Travail demandé
Mettez à jour le passage du témoignage sur la détention compris entre "M. D. a passé" et "et carcéral ?", bornes incluses, en y remplaçant "rage" par "colère".

Extrait du document
= = = = =

M. D. a passé quatre ans en maison d’arrêt, puis six en centre de détention. Libéré depuis peu, il raconte comment le sentiment de crier dans le désert fait passer des paliers dans l’échelle de la rage et de la violence. Devant la justice comme au sein de la détention, toute demande relève d’un rapport de forces usant, ne recevant pas de réponse, et toute parole peut se retourner contre soi.

Avez-vous l’impression d’avoir conservé un droit d’expression tout au long de votre parcours judiciaire et carcéral ?

= = = = =

Données sources
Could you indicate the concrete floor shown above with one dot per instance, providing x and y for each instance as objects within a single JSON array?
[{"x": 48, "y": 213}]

= = = = =

Exercice réalisé
M. D. a passé quatre ans en maison d’arrêt, puis six en centre de détention. Libéré depuis peu, il raconte comment le sentiment de crier dans le désert fait passer des paliers dans l’échelle de la colère et de la violence. Devant la justice comme au sein de la détention, toute demande relève d’un rapport de forces usant, ne recevant pas de réponse, et toute parole peut se retourner contre soi.

Avez-vous l’impression d’avoir conservé un droit d’expression tout au long de votre parcours judiciaire et carcéral ?